● **EXERCISE INSTRUCTIONS**
Reproduce every line of the material below word for word, changing nothing.

— begin —

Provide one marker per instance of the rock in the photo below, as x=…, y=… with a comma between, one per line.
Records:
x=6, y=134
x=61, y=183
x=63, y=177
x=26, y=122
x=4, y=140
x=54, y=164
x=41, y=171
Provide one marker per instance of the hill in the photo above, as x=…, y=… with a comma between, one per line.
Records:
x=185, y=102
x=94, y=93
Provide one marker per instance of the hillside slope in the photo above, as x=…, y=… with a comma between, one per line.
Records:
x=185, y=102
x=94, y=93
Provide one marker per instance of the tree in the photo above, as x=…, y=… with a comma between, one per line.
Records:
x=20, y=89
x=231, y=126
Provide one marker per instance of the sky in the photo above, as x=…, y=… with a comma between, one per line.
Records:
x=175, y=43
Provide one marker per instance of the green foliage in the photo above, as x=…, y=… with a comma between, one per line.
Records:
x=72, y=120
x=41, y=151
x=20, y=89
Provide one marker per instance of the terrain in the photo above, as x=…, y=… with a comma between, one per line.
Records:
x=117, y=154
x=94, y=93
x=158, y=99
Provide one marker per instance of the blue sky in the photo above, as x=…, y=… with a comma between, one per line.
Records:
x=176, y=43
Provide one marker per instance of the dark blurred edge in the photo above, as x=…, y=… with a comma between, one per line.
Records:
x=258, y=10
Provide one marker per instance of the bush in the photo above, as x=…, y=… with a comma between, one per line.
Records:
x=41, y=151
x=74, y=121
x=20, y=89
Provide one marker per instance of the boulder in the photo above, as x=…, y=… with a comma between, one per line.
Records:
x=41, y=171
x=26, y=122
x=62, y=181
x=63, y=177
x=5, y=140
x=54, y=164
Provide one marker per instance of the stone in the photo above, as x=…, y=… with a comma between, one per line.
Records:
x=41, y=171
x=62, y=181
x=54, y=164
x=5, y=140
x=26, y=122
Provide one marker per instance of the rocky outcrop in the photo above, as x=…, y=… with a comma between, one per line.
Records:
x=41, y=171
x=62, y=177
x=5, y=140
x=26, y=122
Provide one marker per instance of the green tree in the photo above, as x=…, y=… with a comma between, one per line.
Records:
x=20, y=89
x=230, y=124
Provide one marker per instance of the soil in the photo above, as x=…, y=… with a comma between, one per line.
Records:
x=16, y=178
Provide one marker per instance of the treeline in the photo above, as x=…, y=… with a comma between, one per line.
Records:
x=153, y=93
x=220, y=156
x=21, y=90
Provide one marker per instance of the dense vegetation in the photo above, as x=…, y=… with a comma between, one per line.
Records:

— end —

● **RESULT**
Provide one marker per instance of the rock in the photo below, as x=…, y=… with a comma between, one per line.
Records:
x=6, y=134
x=61, y=183
x=63, y=177
x=26, y=122
x=4, y=140
x=54, y=164
x=41, y=171
Provide one marker per instance of the hill in the photo above, as x=…, y=… with a comma between, one per line.
Records:
x=185, y=102
x=94, y=93
Provide one marker per instance of the hillside slope in the photo above, as x=…, y=… with a comma between, one per line.
Records:
x=185, y=102
x=94, y=93
Provide one marker per instance of the tree in the photo above, as x=…, y=… with a comma between, one per line.
Records:
x=20, y=89
x=231, y=126
Provide one marker per instance of the sky in the photo above, as x=…, y=… with a comma between, one per line.
Records:
x=175, y=43
Provide one marker per instance of the green foliage in the photo above, as x=…, y=… with a comma between, one per line.
Records:
x=72, y=120
x=41, y=151
x=20, y=89
Provide one marker per instance of the terrain in the photo above, as x=…, y=… with a comma between, one per line.
Records:
x=117, y=154
x=94, y=93
x=158, y=99
Provide one marker per instance of the blue sky in the photo above, as x=…, y=… with a comma between, one per line.
Records:
x=176, y=43
Provide one marker per instance of the dark blurred edge in the photo above, as x=…, y=… with a comma between, one per line.
Records:
x=258, y=10
Provide one marker per instance of the bush in the photo above, as x=…, y=… with a comma between, one per line.
Records:
x=41, y=151
x=74, y=121
x=20, y=89
Provide one marker per instance of the boulder in the photo above, as x=…, y=… with a comma between, one per line.
Records:
x=41, y=171
x=26, y=122
x=62, y=181
x=63, y=177
x=5, y=140
x=54, y=164
Provide one marker per instance of the stone in the photo above, as x=…, y=… with a comma between, one per line.
Records:
x=41, y=171
x=62, y=181
x=54, y=164
x=5, y=140
x=26, y=122
Provide one marker per instance of the rocky outcrop in the photo above, as x=…, y=… with a comma between, one per line.
Records:
x=41, y=171
x=62, y=177
x=5, y=140
x=26, y=122
Provide one marker per instance of the green tree in the photo above, as x=…, y=… with a comma between, one per line.
Records:
x=20, y=89
x=230, y=124
Provide one marker per instance of the soil in the photo above, as x=…, y=… with a comma between, one per line.
Records:
x=16, y=178
Provide one marker per instance of the treeline in the photo above, as x=…, y=… with a comma between, one per line.
Records:
x=153, y=93
x=220, y=156
x=21, y=90
Provide one marker per instance of the dense vegetation in the photo above, as x=…, y=… with a comma between, one per line.
Records:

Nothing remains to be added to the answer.